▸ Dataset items
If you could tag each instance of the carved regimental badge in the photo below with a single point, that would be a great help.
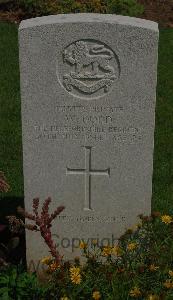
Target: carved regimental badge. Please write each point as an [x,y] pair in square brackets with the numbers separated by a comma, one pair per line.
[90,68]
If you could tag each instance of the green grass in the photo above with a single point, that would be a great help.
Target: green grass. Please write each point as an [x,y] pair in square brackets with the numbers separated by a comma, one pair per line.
==
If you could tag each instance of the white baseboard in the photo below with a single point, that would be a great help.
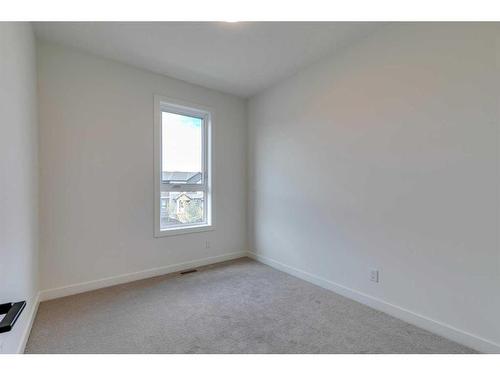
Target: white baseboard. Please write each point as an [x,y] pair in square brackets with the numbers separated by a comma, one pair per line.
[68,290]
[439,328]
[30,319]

▸ The problem
Set out the part of the records that opens with the line containing "If you could tag each instance of the green" and closes with the line containing "Target: green grass." as a numbered list, leaving out blank lines.

▸ Result
1. If you could tag each instance of the green grass in the photo above with a single point, that would be a great help.
2. Target: green grass. Please write each point as an [x,y] pair in square brackets with the numbers separated by a comma, one pair per line.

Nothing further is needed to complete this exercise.